SELECTED EXCERPT:
========================
A Cardioversion is a procedure aimed to restore your heart's electrical rhythm to normal. The healthy heart contains an intrinsic electrical rhythm and pathway that may be disrupted and disorganized. This can lead to symptoms and further deterioration of heart function. A cardioversion is performed to restart that normal rhythm. Your physician and nursing staff, in the hospital room, use gelled pads to channel an electric current through the chest and heart while you are in a state of sleep. Depending on the arrhythmia, successful cardioversion occurs in most individuals.


Before the procedure:
  • We advise you have someone drive you to the hospital and take you home. You will receive sedation.
  • Plan to stay at the hospital for approximately 4 hours
  • Do not eat after midnight before the procedure.
  • If you accidently eat, please notify the doctor, as your test may need to be rescheduled.
  • You will be asked to sign a consent form after the test has been explained to you.
  • An anesthesiologist will likely aid in the procedure.
  • Staff will enter your room with an equipment cart and monitor.
  • You will be connected to the monitor with pads placed on your chest and back.
========================
Extend the cardioversion text above, beginning after its last line about the monitor pads on the chest and back.

[Records drawn from a collection]
========================
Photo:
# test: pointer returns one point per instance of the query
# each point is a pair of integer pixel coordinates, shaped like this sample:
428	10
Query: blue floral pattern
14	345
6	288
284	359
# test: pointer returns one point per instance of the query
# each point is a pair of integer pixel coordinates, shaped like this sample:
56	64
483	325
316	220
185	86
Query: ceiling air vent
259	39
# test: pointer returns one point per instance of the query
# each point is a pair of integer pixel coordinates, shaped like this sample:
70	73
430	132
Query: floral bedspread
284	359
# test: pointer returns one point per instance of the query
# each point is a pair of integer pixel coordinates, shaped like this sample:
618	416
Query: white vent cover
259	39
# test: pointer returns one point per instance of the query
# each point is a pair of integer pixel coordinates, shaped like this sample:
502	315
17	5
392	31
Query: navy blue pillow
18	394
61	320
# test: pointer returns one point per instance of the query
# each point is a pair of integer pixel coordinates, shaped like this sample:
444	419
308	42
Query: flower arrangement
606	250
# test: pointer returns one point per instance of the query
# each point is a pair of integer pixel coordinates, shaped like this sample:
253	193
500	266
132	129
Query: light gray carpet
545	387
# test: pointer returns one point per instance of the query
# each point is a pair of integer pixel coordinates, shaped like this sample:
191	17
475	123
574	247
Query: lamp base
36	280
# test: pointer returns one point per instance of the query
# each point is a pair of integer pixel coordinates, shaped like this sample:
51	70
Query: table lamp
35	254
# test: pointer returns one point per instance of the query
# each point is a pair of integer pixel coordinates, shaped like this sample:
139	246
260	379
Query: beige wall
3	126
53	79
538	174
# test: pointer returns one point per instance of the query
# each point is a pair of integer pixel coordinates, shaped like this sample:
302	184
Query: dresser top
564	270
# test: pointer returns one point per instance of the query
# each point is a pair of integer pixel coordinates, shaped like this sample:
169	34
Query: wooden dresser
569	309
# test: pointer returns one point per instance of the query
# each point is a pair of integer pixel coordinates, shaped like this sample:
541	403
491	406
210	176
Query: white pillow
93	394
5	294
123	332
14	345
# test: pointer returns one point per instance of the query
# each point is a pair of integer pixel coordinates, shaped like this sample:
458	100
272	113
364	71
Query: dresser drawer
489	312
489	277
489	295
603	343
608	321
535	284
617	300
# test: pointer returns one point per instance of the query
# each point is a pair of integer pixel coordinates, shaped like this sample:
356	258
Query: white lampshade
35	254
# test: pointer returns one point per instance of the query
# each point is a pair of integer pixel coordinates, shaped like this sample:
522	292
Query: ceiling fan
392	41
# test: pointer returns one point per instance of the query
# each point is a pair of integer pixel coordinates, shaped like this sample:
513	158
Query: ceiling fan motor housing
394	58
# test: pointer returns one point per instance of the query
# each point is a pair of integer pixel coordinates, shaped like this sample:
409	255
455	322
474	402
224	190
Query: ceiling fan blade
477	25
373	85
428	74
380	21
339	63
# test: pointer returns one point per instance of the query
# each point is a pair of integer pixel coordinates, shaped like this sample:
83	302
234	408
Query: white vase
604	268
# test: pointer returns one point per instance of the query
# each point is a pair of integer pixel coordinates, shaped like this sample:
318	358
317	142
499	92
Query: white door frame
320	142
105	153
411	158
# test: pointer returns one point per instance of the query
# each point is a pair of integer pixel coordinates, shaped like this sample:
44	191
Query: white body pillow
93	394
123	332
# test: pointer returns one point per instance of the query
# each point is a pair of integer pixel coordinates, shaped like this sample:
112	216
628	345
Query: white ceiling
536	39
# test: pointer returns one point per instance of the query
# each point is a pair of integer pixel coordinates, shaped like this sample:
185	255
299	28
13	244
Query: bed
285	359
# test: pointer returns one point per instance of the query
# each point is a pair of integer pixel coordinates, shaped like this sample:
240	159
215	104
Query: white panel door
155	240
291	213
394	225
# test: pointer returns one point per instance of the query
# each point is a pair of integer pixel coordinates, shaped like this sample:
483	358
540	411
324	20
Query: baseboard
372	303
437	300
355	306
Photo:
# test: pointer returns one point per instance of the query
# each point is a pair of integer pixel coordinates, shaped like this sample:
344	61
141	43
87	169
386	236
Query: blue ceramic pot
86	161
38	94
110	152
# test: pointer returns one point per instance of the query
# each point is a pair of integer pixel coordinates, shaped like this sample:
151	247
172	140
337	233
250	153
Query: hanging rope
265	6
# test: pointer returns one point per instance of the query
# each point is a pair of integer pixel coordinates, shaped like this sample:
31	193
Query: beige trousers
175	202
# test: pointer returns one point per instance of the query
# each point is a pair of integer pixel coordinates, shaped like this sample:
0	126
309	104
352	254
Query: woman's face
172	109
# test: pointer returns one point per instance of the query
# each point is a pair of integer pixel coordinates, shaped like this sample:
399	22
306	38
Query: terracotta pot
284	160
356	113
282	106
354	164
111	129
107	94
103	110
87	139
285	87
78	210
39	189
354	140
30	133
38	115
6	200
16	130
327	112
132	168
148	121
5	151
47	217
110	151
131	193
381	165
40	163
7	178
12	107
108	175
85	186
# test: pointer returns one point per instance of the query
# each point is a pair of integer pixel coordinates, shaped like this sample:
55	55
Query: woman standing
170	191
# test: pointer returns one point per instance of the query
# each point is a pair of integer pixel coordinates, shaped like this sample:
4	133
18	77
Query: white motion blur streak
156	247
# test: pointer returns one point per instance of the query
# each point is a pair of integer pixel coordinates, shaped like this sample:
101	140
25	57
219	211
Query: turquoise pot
========================
YOUR RESPONSE:
  • An intravenous line (IV line) will be placed in your hand or arm for medicine to be given during the procedure.
During the procedure:
  • Oxygen will be given to you by face mask.
  • Some medications will be given through your IV line. You will briefly fall asleep and may not remember the procedure.
  • An electrical current is administered through the two pads placed on your chest and back. This impulse will likely restore your heart to a normal rhythm.
After the procedure:
  • You begin to wake but may feel drowsy and notice some redness on your chest.
  • The nurse will monitor your vital signs until you are fully awake.
  • You will be instructed when to take your medicines, eat, and get out of bed.
  • Depending upon your overall condition you may go home later the same day.